• **Work instructions**
Exactly as written and without the pictures, output the entries below.

• **Exercise data**
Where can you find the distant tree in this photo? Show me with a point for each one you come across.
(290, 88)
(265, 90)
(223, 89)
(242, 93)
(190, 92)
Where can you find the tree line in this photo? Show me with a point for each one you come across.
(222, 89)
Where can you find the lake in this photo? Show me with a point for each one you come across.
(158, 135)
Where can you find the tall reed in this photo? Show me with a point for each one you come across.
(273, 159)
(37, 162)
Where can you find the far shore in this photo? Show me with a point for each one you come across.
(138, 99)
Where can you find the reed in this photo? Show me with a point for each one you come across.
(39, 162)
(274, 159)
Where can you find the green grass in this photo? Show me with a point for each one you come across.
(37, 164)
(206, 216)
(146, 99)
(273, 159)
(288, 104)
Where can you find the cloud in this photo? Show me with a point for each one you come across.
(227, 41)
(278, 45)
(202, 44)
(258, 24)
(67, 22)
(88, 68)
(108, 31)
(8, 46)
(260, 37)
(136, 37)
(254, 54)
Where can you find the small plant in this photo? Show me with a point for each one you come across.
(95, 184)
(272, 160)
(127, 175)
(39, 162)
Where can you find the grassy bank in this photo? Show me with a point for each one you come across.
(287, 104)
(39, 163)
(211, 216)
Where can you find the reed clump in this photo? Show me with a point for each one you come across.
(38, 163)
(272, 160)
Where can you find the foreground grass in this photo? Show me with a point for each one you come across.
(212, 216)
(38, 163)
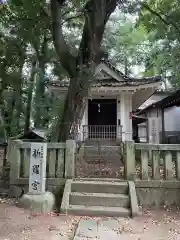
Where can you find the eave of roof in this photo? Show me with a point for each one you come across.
(169, 101)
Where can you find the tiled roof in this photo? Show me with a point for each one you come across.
(111, 82)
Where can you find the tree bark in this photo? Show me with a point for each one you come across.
(80, 68)
(29, 99)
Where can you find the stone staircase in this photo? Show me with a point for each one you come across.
(100, 197)
(4, 188)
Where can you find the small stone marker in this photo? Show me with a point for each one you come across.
(37, 173)
(37, 199)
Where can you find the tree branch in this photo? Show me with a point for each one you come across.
(96, 16)
(68, 61)
(165, 21)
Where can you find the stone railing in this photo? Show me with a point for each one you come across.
(155, 161)
(56, 168)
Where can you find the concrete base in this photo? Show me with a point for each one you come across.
(39, 203)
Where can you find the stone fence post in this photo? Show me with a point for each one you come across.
(14, 158)
(130, 165)
(70, 159)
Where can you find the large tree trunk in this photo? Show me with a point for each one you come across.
(40, 119)
(81, 68)
(29, 99)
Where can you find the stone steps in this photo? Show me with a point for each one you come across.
(4, 193)
(103, 199)
(95, 197)
(99, 211)
(99, 186)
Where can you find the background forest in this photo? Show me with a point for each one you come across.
(42, 41)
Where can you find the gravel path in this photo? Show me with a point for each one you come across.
(20, 224)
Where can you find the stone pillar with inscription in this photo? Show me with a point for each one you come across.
(37, 199)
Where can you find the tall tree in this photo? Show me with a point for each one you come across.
(80, 68)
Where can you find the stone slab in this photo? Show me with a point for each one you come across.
(93, 229)
(39, 203)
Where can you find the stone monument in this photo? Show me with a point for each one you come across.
(37, 199)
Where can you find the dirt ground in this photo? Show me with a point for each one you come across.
(20, 224)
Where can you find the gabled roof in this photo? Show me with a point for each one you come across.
(170, 101)
(110, 81)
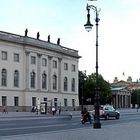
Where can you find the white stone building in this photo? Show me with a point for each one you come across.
(33, 71)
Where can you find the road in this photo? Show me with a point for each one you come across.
(30, 125)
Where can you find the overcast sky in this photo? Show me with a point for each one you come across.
(119, 29)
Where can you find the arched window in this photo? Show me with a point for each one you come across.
(4, 77)
(44, 81)
(16, 78)
(73, 84)
(32, 79)
(65, 83)
(54, 82)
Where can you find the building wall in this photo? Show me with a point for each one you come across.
(24, 92)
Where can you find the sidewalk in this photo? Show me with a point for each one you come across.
(123, 131)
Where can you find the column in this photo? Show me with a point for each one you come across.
(49, 73)
(27, 74)
(59, 74)
(39, 76)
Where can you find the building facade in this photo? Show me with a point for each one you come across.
(33, 71)
(121, 92)
(121, 97)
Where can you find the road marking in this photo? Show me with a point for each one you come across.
(30, 127)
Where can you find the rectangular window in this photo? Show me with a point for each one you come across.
(65, 102)
(4, 101)
(73, 68)
(45, 99)
(16, 57)
(54, 64)
(73, 103)
(34, 101)
(44, 62)
(55, 102)
(4, 55)
(16, 101)
(33, 60)
(65, 66)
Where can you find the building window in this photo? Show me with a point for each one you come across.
(65, 66)
(33, 80)
(45, 99)
(55, 102)
(4, 101)
(16, 57)
(34, 101)
(4, 77)
(73, 84)
(54, 64)
(4, 55)
(65, 83)
(33, 60)
(73, 68)
(16, 101)
(44, 62)
(73, 103)
(54, 82)
(44, 81)
(65, 102)
(16, 78)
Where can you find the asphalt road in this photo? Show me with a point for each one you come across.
(30, 125)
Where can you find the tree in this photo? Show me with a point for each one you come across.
(87, 86)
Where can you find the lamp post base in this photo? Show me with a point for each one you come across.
(97, 125)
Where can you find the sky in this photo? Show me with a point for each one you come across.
(119, 29)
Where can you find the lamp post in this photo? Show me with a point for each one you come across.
(88, 27)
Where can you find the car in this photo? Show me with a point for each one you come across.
(108, 111)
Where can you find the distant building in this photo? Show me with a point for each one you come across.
(121, 92)
(33, 71)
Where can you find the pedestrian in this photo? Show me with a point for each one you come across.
(53, 111)
(59, 111)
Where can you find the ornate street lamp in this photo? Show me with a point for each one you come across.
(88, 27)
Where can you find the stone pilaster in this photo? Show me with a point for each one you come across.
(27, 74)
(39, 76)
(49, 73)
(59, 74)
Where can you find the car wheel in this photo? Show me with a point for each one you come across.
(117, 116)
(107, 117)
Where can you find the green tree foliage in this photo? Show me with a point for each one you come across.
(87, 85)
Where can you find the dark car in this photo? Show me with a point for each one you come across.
(107, 111)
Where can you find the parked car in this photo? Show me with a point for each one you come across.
(107, 111)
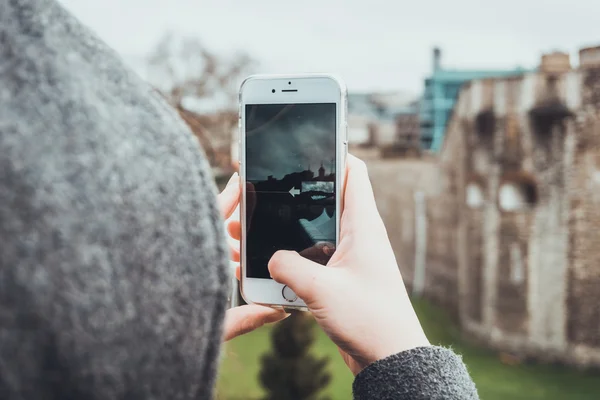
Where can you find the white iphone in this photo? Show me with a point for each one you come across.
(293, 146)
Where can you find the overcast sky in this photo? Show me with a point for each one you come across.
(372, 44)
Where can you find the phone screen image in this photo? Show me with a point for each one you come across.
(290, 157)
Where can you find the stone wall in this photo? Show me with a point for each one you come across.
(511, 239)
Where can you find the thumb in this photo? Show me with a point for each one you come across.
(303, 276)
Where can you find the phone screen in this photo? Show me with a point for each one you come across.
(290, 182)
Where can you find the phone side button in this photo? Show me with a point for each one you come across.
(288, 294)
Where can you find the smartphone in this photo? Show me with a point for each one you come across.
(293, 146)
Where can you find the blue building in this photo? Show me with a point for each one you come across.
(440, 94)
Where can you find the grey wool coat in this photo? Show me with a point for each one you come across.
(113, 263)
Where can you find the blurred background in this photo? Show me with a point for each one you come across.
(480, 124)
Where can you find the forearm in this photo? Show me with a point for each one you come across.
(421, 373)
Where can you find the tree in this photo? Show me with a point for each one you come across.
(289, 371)
(202, 86)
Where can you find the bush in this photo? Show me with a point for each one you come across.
(289, 371)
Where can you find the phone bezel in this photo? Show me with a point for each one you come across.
(310, 88)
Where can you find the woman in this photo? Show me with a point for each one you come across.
(113, 271)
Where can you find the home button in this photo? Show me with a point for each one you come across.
(289, 294)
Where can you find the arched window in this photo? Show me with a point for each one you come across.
(518, 192)
(474, 192)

• **Response to this task**
Where can you find the distant tree in this photo? Show me with a point for each one you come across.
(290, 88)
(265, 90)
(223, 89)
(242, 93)
(190, 92)
Where can you find the tree line in this photo? Show me with a point for each one you come across.
(222, 89)
Where can you find the lake in this photo? Show me with a point for each one you come across.
(158, 135)
Where can you find the tall reed in this photo? Show me with a point for each one you come across.
(273, 159)
(37, 162)
Where can you find the far shore in this photo? Show me with a point for each one you come across.
(138, 99)
Where can you find the reed in this photo? Show me with a point for each one you come across.
(39, 162)
(274, 159)
Where can you find the green grass in this photo? Show me with a point for each one you come across.
(37, 164)
(206, 216)
(146, 99)
(273, 159)
(288, 104)
Where can you find the cloud in this photo? Show me with a point for each one you come across.
(227, 41)
(278, 45)
(202, 44)
(258, 24)
(67, 22)
(88, 68)
(108, 31)
(8, 46)
(260, 37)
(136, 37)
(254, 54)
Where can you find the small plant in this photo? Show me with a point for each one you come across.
(95, 184)
(272, 160)
(127, 175)
(39, 162)
Where can you find the grassy bank in this photo? Show me with a point for each one you come across.
(287, 104)
(39, 163)
(211, 216)
Where can you find the reed clump in this photo? Show me with a point for each one you come across.
(38, 163)
(272, 160)
Where can you find the foreground grass in this photo? Show me with a point for each one you come across.
(212, 216)
(38, 163)
Where can you find the eave of roof in this photo? Show me with a point for each one you come across.
(169, 101)
Where can you find the tiled roof in this photo? Show me with a point for each one you come across.
(111, 82)
Where can you find the tree bark in this photo? Show me with a point for each one you come across.
(80, 68)
(29, 99)
Where can you find the stone staircase in this photo? Show me with a point for each one you come across.
(100, 197)
(4, 188)
Where can you find the small stone marker in this photo? Show me with a point for each one you come across.
(37, 173)
(37, 199)
Where can you find the tree branch in this photo? Show me with a point for each one you come across.
(96, 16)
(68, 61)
(165, 21)
Where can you find the stone railing in this photo? Show me with a point for each one you come across.
(155, 161)
(56, 168)
Where can you find the concrete base in this photo? Show me with a point for each one you come across.
(39, 203)
Where can you find the stone fence post in this photo? Show me with a point for each one you come across.
(14, 158)
(130, 165)
(70, 159)
Where can you find the large tree trunk in this photo? Show me with a point for each one you come across.
(40, 119)
(81, 68)
(29, 99)
Where can you find the stone steps in this photo? Show me with a point for each one you come across.
(4, 193)
(103, 199)
(95, 197)
(99, 211)
(99, 186)
Where can you find the background forest in this photo? Show me with a point for each one you come across.
(42, 41)
Where can you find the gravel path in this photo? Show me with a point for each one you come across.
(20, 224)
Where can you find the stone pillar with inscription in this photo? Show me with a point for each one you come across.
(37, 199)
Where can you find the tall tree in this photo? Show me with a point for each one you come across.
(80, 68)
Where can you find the stone slab in this photo? Show me with a point for each one you come across.
(93, 229)
(39, 203)
Where can you find the stone monument in this photo? Show me with a point for each one you come across.
(37, 199)
Where can you find the dirt ground in this photo? Show me with a point for each one you come across.
(20, 224)
Where can you find the gabled roof in this photo? Show me with a point for each one you come across.
(170, 101)
(110, 81)
Where can you find the white stone building in this photo? Show me with a point for each one you come across.
(33, 71)
Where can you find the road in this photo? Show me with a point for each one you come across.
(30, 125)
Where can you find the overcast sky in this photo? Show me with a point for each one you come across.
(119, 29)
Where can you find the arched window in this photo? Show me with a point for each one you come across.
(4, 77)
(44, 81)
(16, 78)
(73, 84)
(32, 79)
(65, 83)
(54, 82)
Where can you find the building wall in this photo? Show me with a point for each one you come across.
(24, 92)
Where can you find the sidewalk in this photo? Show me with a point for each one you come across.
(123, 131)
Where can you find the column in this photo? Show me with a point for each one you come across.
(49, 73)
(27, 74)
(59, 74)
(39, 76)
Where can you find the building facade in this photo? Show me with a point for each one you come across.
(33, 71)
(121, 92)
(121, 97)
Where can you find the road marking in this photo? Show me with a point for each one you come across.
(30, 127)
Where can you find the rectangular window in this photo? Show me with a point for each one you come across.
(65, 102)
(4, 101)
(73, 68)
(45, 99)
(16, 57)
(54, 64)
(73, 103)
(34, 101)
(44, 62)
(55, 102)
(4, 55)
(16, 101)
(33, 60)
(65, 66)
Where can you find the building window in this photo? Show me with a point for each one you come across.
(65, 66)
(33, 80)
(45, 99)
(55, 102)
(4, 101)
(16, 57)
(34, 101)
(4, 77)
(73, 84)
(54, 64)
(4, 55)
(65, 83)
(33, 60)
(73, 68)
(16, 101)
(44, 62)
(73, 103)
(54, 82)
(44, 81)
(65, 102)
(16, 78)
Where can you find the asphalt road in this photo? Show me with a point for each one you come across.
(30, 125)
Where can you find the tree in this photo? Show me with a point for each one you come across.
(87, 86)
Where can you find the lamp post base in this photo? Show me with a point for each one you come across.
(97, 125)
Where can you find the sky in this photo? Show me with a point for each one you come across.
(119, 29)
Where can you find the lamp post in this photo? Show me with a point for each one you come across.
(88, 27)
Where can you find the car in this photo? Show me with a point for each one you come across.
(108, 111)
Where can you find the distant building in this photo? Show me with a point for each one you come across.
(121, 92)
(33, 71)
Where can you find the pedestrian in this photo? Show me with a point for each one you come across.
(53, 111)
(59, 111)
Where can you find the ornate street lamp in this photo? Show me with a point for each one you come across.
(88, 27)
Where can you find the stone pilaster in this photo? Show me with a point for each one you come across.
(27, 74)
(39, 76)
(49, 73)
(59, 74)
Where can you find the car wheel in this photo? Show me with a point for each one you come across.
(117, 116)
(107, 117)
Where can you find the green tree foliage in this photo? Show me with a point for each one you come across.
(87, 85)
Where can you find the dark car in this photo? Show me with a point for each one you come across.
(107, 111)
Where can you find the parked car in this photo? Show me with a point for each one you come across.
(107, 111)
Where can you find the white iphone in this photo? Show me with a point for each one you come across.
(293, 146)
Where can you find the overcast sky in this photo? Show me with a point for each one you come across.
(372, 44)
Where can you find the phone screen image in this photo? Show me with a point for each one you come across.
(290, 157)
Where can you find the stone wall in this photo? Show me with a point for each one you come across.
(511, 239)
Where can you find the thumb in this photo? Show me with a point for each one you come across.
(303, 276)
Where can you find the phone screen in this photo? Show me with a point for each one you come across.
(290, 182)
Where can you find the phone side button in this photo? Show me with a point for each one you come across.
(288, 294)
Where can you find the smartphone in this photo? Show me with a point for each one you come across.
(293, 146)
Where can you find the blue building in this photo? Show me with a point for each one you come across.
(440, 94)
Where can you find the grey wool coat in this photo? Show me with a point for each one you come across.
(113, 263)
Where can you find the blurred background in this photo? Show me with a point for each one you come across.
(480, 124)
Where can you find the forearm in this photo? Show me with a point for each one you come across.
(421, 373)
Where can you find the tree in this photo? Show me with a point for each one you come across.
(289, 371)
(202, 86)
Where can you find the bush in this photo? Show me with a point for each one you come across.
(289, 371)
Where can you find the phone bezel in this photo? Show me with a point for each one you come across.
(310, 88)
Where can you find the woman in this photo? Show me with a point for each one you come across.
(113, 271)
Where can you find the home button in this photo? Show me with a point for each one you come across.
(289, 294)
Where can you find the arched window in this photo? Show me with a point for each one you come across.
(518, 192)
(474, 192)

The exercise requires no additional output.